PASSAGE SHOWN START
What's the relationship between hardness and edge wear resistance?
Say we have 2 blades both hardened to RC 59; one is 440A, one is S30V.
What makes the S30V blade have better edge wear resistance than the 440A blade?
Lenny
Click to expand...
That would be the carbides in the steel itself. Think of it like concrete in a sidewalk. The cement itself would be worn away from everything walking(and rolling) on it, but the crushed stones are a lot harder and that gives "wear resistance".

Still, I find that hardness itself has a role in wear resistance. If the steel itself is harder, then it also becomes more wear resistant, albeit not as much as the carbides themselves. Still, it's pretty consistent that a wear resistant steel becomes more wear resistant the harder it is(S30V at Rc 62 vs S30V at Rc 57).
 
knifenut1013 said:
Steels like S30V loose their sharp edge the fastest.
Click to expand...

I agree with Knifenut. At least for me, High Carbide alloys don't really take a highly polished edge very well and when (if) they do, they won't hold it all that long. But they will take a lesser edge very well and will hold that edge a very long time.

Sort of like this freehand drawing:

S30VvsAUS8expectations.jpg
 
Folderguy said:
That's very interesting. Why then are they considered by some to be a super steel?
Click to expand...

To me hardness and wear resistance are not to be thought of as a combined force but as two factors. Hardness I see as more resistant to impact while I view wear resistance as how difficult it is to grind away. A increase in hardness will bring more wear resistance but its not the same as adding large amounts of hard carbides to increase what I guess you could call its "standing" wear resistance.

They are considered to be super steels because even though the edge will not shave no more it still retains a V shape better and when it wears it becomes toothy. Its what most would call a working edge.

Here is a pic of S90V after some intense cutting, this edge would not even grab hair but would still slice paper and tomatos, cut rope.....

Note this edge has a microbevel so small it can not be seen by the naked eye, this knife cut drywall, cardboary, and many other items.
PASSAGE SHOWN END
GIVEN RECORDS START
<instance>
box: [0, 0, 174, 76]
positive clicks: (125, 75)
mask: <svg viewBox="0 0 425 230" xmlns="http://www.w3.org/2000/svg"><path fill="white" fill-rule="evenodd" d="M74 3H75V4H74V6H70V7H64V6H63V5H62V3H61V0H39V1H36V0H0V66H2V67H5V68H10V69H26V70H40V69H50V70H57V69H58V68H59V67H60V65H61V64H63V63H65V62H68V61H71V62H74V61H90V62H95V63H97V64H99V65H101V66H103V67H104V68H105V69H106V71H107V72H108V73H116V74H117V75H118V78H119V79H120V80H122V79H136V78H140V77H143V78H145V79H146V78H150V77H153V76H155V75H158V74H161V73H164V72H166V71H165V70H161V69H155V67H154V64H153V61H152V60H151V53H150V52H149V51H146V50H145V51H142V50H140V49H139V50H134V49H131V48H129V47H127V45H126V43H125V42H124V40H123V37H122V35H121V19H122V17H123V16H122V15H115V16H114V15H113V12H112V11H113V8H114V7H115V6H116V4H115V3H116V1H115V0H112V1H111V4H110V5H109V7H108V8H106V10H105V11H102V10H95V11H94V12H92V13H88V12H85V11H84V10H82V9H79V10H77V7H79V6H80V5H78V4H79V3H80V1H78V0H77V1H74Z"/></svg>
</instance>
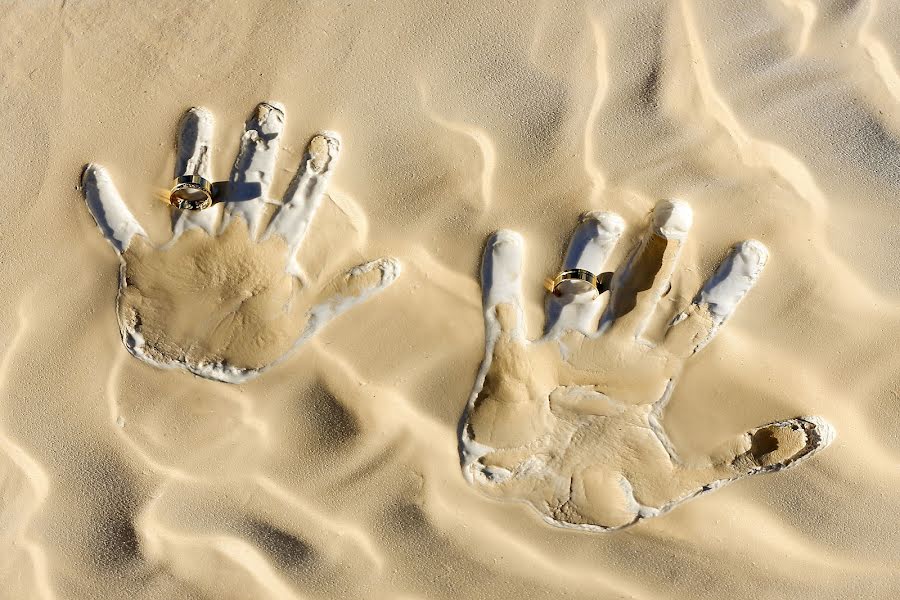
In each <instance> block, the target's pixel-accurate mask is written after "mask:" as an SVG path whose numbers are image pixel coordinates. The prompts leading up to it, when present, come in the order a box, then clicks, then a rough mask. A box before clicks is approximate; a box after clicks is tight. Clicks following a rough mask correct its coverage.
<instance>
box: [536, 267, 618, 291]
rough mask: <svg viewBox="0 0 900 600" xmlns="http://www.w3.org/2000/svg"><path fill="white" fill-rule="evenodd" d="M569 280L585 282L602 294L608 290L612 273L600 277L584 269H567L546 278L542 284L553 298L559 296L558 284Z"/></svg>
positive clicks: (600, 274)
mask: <svg viewBox="0 0 900 600" xmlns="http://www.w3.org/2000/svg"><path fill="white" fill-rule="evenodd" d="M571 280H576V281H586V282H588V283H589V284H590V285H591V287H594V288H597V292H598V293H600V294H602V293H603V292H606V291H608V290H609V284H610V281H612V273H609V272H607V273H600V275H594V274H593V273H591V272H590V271H587V270H585V269H568V270H565V271H560V272H559V274H558V275H557V276H556V277H552V278H550V277H548V278H547V280H546V281H545V282H544V287H545V288H547V291H548V292H550V293H551V294H553V295H554V296H559V290H558V288H559V284H561V283H562V282H563V281H571Z"/></svg>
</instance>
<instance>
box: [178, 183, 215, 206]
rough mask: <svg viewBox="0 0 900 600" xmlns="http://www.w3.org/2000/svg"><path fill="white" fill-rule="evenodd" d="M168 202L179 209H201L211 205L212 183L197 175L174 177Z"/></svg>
mask: <svg viewBox="0 0 900 600" xmlns="http://www.w3.org/2000/svg"><path fill="white" fill-rule="evenodd" d="M169 204H171V205H172V206H174V207H175V208H180V209H181V210H203V209H204V208H209V207H210V206H212V205H213V199H212V184H211V183H210V182H209V181H207V180H206V179H204V178H202V177H200V176H199V175H182V176H181V177H176V178H175V183H174V185H173V187H172V191H171V192H169Z"/></svg>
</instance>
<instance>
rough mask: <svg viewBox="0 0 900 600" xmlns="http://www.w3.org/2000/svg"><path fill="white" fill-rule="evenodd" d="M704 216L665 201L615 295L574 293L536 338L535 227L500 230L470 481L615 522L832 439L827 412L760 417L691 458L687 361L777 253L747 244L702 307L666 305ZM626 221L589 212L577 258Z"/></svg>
GIVEN RECORDS END
> [TASK INSTRUCTIONS]:
Carry on the forum thread about blade steel hardness and edge wear resistance, starting after its final sentence. The listing comes from a separate source and has nothing to do with the forum thread.

> [RESULT FOR THIS TASK]:
In some of the less damages sections you can see a balling of the metal. This is what typical wear looks like and the toothy/rough feel you get on your fingers.

PIC022.jpg


This pic is AUS-8 at a high hardness after cutting manila rope. This shows better the balling effect. (little fuzzy :()

PIC083.jpg
 
wow we've got quit a bit of stuff going on here so I'll just throw in my $.02

first off we've got to define our terms. we've got hardness, wear resistance, and edge properties. All of these are highly correlated, but there is not necessarily a cause and effect relation ship. So...

difference between the same steel at different hardness-
harder steel is more wear resistant. usually much more I've been told it is an exponetial relationship, so 1 or 2 Rc point can make a big difference. this is probably because the harder steel matrix resists wear better, and the harder matrix does a better job of holding on to the carbides.

Different steels Same hardness-
carbide volume is king. The steel with more harder carbides will resist wear better.

Edge properties. This is tough and I have little real experience, so take it with a grain of salt.
The steel with the best wear resistance as measured by weight loss against an abrasive media may not be the steel with the best edge retention. Carbides may make it harder to sharpen, thus lending a seemingly duller edge, or they may just fall out. Since we are talking about very thin angles, large carbides can actually be pulled out of the matrix leaving gaps behind. Edge geometry, carbide volume, carbide size, and steel hardness all effect edge retention. I think we all know that different steels perform better at different angles, and levels of sharpness. Here we get into the shaving edge vs the toothy edge debate.
 
Just to further complicate the discussion, not all carbides are of equal hardness, or of equal size, so to say that the steel with more carbides is more wear resistant is not always going to be correct. Lots of coarse carbides can also make an edge prone to micro-chipping, which does not necessarily equate to lower wear resistance but does equate to rapid edge degradation under cutting stresses.
 
marcinek said:
Whatever is newest and most expensive. Lots of letters in the name helps, too.
Click to expand...

Agreed on the first part, as for the lots of letters, you should check out French(AFNOR) steel names - Z160WKVCD10-08-05- 04-02, Z85WDKCV 06-05-05-04-02, X160CrMoV12-28 instant supers ;)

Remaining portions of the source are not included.